• _EXTRACTED ENTRIES_
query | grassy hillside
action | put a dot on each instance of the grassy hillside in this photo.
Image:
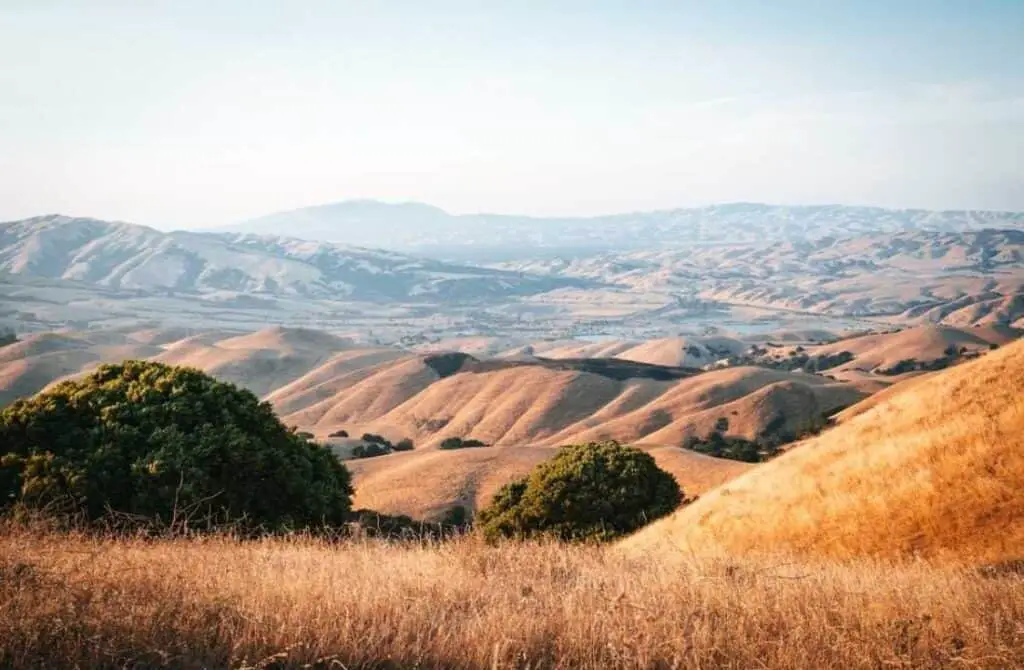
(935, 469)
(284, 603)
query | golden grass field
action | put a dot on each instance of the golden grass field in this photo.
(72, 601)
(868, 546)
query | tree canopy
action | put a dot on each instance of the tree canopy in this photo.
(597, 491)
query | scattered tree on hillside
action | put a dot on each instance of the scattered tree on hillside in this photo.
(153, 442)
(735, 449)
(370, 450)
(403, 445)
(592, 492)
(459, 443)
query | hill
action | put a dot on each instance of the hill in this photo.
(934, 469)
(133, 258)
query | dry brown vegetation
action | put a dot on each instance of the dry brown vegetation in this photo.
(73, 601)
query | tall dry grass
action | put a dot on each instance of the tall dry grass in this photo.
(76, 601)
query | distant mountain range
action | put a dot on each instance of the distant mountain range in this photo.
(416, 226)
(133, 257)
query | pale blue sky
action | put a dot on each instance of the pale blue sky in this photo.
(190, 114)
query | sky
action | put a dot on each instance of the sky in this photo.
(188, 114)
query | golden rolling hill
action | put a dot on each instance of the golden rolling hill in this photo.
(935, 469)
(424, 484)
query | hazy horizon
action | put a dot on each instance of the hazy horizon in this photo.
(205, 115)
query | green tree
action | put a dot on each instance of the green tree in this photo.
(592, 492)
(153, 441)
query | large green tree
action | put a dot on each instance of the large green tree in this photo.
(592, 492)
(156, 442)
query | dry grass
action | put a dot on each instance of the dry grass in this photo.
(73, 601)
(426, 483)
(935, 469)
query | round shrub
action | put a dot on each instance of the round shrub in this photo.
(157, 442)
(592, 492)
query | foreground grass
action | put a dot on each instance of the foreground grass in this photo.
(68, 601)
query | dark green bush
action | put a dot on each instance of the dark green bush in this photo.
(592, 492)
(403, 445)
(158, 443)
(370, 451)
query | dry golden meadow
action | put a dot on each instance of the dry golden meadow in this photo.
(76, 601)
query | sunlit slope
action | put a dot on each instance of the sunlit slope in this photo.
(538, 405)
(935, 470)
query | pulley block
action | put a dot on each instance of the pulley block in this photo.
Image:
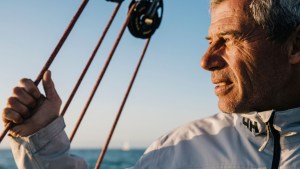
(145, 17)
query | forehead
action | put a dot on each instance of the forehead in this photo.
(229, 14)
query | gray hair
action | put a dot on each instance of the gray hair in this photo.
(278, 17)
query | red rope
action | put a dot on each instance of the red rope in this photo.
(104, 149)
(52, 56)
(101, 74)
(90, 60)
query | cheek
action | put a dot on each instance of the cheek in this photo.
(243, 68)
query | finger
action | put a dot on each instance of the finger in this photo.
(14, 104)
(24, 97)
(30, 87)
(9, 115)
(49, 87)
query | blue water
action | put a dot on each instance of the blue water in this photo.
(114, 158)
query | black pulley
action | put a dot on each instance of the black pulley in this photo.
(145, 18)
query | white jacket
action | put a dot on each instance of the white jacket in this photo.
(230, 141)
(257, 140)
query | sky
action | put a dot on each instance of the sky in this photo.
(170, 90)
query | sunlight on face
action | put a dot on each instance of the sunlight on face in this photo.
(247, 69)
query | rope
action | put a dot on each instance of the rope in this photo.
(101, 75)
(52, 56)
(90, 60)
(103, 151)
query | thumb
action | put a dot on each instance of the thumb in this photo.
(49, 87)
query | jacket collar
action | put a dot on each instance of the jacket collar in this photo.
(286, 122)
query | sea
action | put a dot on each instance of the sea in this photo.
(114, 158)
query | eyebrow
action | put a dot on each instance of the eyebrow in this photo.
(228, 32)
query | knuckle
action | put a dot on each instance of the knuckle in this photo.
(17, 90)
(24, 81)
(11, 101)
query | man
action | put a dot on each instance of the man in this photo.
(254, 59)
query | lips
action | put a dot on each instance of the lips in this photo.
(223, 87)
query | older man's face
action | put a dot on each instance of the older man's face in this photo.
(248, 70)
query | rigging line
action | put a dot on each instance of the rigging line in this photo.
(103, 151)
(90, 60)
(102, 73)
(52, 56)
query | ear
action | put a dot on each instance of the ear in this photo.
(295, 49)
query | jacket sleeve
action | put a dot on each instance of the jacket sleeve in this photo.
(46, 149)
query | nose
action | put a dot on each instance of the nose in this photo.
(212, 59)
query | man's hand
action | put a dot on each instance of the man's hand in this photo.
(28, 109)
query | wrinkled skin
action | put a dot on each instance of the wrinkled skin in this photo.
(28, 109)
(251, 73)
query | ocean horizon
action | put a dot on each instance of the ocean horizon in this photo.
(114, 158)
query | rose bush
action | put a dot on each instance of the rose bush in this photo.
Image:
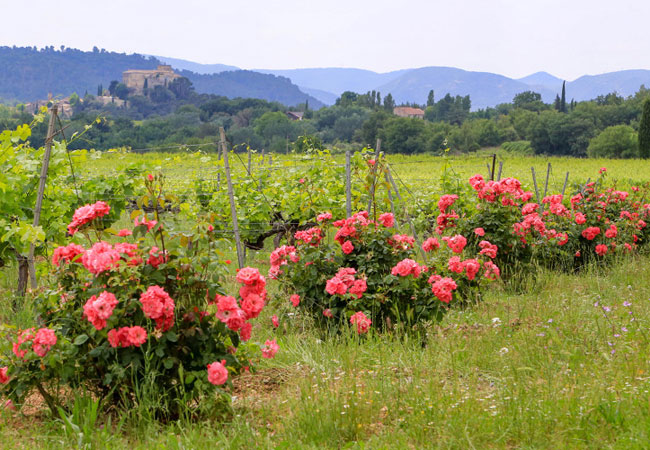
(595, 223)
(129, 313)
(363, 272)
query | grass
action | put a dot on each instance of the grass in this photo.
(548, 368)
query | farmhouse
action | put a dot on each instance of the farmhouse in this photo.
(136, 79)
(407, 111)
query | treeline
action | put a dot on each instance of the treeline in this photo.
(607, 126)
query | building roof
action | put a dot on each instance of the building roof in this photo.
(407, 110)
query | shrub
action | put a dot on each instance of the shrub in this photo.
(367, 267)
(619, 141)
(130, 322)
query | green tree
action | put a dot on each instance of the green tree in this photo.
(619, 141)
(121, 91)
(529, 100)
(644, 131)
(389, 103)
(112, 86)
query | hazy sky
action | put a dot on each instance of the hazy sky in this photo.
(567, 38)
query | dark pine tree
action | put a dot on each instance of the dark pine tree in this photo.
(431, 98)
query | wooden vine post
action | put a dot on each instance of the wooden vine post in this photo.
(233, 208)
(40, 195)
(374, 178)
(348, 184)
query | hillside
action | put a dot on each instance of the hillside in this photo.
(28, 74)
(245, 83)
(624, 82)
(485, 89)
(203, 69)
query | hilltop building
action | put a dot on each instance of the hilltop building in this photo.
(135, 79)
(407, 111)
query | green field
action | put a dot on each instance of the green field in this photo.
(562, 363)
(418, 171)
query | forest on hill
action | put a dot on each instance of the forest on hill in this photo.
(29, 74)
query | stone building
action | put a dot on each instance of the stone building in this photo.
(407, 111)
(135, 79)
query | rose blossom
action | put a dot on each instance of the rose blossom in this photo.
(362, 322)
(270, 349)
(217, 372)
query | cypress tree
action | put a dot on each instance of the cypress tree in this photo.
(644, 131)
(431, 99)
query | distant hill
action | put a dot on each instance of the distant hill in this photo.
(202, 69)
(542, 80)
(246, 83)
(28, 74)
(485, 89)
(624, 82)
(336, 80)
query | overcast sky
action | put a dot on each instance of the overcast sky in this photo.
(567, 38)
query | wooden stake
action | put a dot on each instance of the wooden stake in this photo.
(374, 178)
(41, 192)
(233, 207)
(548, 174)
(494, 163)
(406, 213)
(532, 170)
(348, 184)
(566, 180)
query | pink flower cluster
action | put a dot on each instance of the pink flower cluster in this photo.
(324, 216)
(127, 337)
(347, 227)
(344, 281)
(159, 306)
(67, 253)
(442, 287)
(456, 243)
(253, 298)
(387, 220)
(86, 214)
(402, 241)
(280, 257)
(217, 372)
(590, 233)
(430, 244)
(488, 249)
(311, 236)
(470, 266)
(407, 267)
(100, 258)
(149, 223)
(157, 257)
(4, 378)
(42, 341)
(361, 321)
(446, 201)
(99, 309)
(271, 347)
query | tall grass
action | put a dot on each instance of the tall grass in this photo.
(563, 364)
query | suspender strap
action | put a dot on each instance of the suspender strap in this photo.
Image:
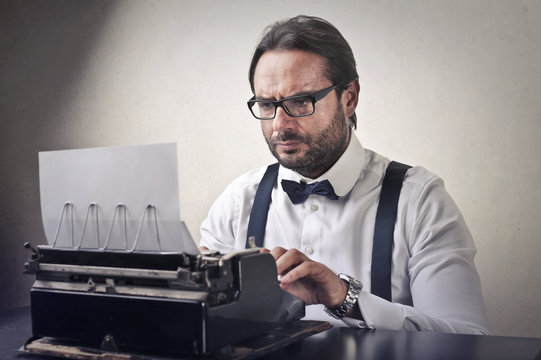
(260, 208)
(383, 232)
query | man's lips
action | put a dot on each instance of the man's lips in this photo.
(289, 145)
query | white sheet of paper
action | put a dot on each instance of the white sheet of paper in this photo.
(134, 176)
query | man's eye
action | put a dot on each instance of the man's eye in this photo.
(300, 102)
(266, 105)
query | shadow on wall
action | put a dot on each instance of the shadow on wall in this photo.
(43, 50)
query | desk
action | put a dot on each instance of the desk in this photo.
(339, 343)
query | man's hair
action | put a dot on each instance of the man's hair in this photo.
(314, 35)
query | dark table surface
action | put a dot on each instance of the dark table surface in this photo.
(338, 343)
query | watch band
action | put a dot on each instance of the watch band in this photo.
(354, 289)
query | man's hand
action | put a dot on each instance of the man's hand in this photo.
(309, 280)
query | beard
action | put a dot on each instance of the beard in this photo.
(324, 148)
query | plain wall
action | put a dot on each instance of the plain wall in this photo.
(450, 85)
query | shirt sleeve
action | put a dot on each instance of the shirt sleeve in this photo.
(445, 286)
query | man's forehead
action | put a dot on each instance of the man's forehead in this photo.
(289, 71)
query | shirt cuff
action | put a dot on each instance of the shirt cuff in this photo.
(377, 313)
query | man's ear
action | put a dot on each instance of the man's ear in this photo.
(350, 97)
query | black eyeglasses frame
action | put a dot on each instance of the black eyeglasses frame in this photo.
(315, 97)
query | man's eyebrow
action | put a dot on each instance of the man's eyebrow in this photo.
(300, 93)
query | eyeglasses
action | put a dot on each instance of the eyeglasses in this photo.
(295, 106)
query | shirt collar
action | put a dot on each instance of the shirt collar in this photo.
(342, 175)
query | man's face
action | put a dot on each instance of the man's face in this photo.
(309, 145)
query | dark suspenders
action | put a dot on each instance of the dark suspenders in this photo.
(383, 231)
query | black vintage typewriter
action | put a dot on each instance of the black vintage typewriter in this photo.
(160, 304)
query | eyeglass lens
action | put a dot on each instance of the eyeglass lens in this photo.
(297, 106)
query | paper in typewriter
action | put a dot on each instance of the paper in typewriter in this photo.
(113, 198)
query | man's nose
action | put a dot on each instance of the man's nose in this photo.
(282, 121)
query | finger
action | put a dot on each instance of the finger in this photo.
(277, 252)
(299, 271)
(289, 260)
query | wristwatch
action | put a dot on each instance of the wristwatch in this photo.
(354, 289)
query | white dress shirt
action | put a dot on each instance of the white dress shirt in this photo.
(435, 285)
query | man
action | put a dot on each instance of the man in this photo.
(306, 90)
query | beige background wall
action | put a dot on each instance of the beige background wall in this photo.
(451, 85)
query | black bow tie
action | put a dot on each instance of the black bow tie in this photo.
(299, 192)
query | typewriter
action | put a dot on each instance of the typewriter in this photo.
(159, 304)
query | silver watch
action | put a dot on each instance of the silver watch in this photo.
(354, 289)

• _WORK TASK_
Set down, from the entries above, exactly the lines from the one with "the dry grass in this photo." up to and including the one with "query | foreground grass", and no other lines.

• _RESULT_
action | put a dot on each instance of the dry grass in this photo.
(73, 601)
(426, 483)
(935, 469)
query | round shrub
action | put a dot on each instance of the round shrub in this photo.
(157, 442)
(592, 492)
query | foreground grass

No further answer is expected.